TAREFAS E EXERCÍCIOS:
A. Responda, com base no texto sobre a ação rescisória:
(i) Qual percentual deve ser recolhido previamente para o ajuizamento de ação rescisória?
(ii) Que dois instrumentos o texto equipara ao dinheiro?
(iii) De que forma a proposta precisará ser analisada?
B. Transcreva do texto sobre a ação rescisória o trecho que vai de "Se o seguro" até "acesso à justiça.".
┌─ TEXTO PARA LEITURA
Como se percebe, a utilização de seguro garantia e carta fiança oferece a mesma garantia que o dinheiro, resguardando as partes quando do término da demanda. Como já demonstrado, o recolhimento prévio dos 5% para ajuizamento de ação rescisória visa evitar a banalização do manejo da ação, proteger a outra parte de abusos e garantir que receba algo em caso de improcedência da ação.

Se o seguro garantia e fiança bancária são equiparados ao dinheiro e fornecem a mesma proteção às partes, deduz-se que a flexibilização do requisito do recolhimento em dinheiro para ajuizamento da ação rescisória é medida salutar, já que possibilitaria a utilização desse instituto pelas empresas em recuperação judicial.

Nesse cenário, caso a empresa venha a perder a demanda, haverá meios de custear a conversão em multa, bem como possibilitará à empresa meio menos oneroso, a priori, de se valer do princípio constitucional do acesso à justiça.

Esta proposta precisará ser analisada casuisticamente. De toda forma, ela pode ser um mecanismo para justiça e, principalmente, para evitar a descapitalização de empresas em juízo falimentar, o que, pode prejudicar o plano de recuperação judicial e o pagamento dos salários dos empregados, o que esbarraria no próprio intuito do procedimento recuperacional.
└─
┌─ DADOS REGISTRADOS
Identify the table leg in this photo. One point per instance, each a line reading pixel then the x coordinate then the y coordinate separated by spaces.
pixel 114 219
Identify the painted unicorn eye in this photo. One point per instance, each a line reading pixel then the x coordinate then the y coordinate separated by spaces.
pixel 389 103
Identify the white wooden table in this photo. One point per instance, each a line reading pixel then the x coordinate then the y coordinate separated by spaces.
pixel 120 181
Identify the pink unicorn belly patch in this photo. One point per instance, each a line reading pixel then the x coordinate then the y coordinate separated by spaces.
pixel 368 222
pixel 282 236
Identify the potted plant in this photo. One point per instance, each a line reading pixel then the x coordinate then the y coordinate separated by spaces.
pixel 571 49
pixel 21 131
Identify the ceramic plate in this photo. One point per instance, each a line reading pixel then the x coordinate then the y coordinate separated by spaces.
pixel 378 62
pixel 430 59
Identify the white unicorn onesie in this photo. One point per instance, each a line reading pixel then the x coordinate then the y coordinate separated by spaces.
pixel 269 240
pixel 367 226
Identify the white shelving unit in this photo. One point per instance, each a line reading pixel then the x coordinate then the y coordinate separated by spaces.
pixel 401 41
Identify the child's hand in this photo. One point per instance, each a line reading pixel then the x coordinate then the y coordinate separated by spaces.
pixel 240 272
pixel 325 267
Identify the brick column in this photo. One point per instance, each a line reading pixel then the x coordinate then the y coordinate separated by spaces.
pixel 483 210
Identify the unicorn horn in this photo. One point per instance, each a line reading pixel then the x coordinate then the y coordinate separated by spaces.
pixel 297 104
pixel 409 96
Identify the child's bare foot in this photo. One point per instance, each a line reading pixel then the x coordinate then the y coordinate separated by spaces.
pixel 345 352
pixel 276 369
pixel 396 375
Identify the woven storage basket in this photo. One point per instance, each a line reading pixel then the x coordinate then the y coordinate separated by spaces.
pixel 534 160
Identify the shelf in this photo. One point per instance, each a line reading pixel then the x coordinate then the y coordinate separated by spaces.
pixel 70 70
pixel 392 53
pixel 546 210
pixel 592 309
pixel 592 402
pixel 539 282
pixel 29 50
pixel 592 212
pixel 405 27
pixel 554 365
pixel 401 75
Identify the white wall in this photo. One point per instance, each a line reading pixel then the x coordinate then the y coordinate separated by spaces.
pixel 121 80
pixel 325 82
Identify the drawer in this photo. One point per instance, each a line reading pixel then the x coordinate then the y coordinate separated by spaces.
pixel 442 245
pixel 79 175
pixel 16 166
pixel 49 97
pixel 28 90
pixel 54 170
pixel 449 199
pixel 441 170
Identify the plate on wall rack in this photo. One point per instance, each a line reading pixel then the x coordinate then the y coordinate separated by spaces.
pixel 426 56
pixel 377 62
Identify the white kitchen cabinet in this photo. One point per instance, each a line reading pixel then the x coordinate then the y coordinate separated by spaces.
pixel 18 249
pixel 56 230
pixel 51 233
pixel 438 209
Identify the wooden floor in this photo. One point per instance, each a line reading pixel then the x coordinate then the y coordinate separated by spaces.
└─
RESPOSTAS DOS EXERCÍCIOS:
A.
(i) 5%.
(ii) O seguro garantia e a fiança bancária (carta fiança).
(iii) Casuisticamente.

B.
Se o seguro garantia e fiança bancária são equiparados ao dinheiro e fornecem a mesma proteção às partes, deduz-se que a flexibilização do requisito do recolhimento em dinheiro para ajuizamento da ação rescisória é medida salutar, já que possibilitaria a utilização desse instituto pelas empresas em recuperação judicial.

Nesse cenário, caso a empresa venha a perder a demanda, haverá meios de custear a conversão em multa, bem como possibilitará à empresa meio menos oneroso, a priori, de se valer do princípio constitucional do acesso à justiça.